WHAT THE TASK REQUIRES> Return the records that follow, matching each one exactly.

STORED DATA>

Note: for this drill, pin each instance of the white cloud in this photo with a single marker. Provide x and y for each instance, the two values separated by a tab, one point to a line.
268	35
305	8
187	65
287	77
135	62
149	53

OUTPUT BELOW>
Note: for this drill, pin each instance of the white cloud in this photo with a single marker. Provide x and y for each instance, the two values separated by a tab, one point to a line.
268	35
305	8
187	65
287	77
135	62
149	53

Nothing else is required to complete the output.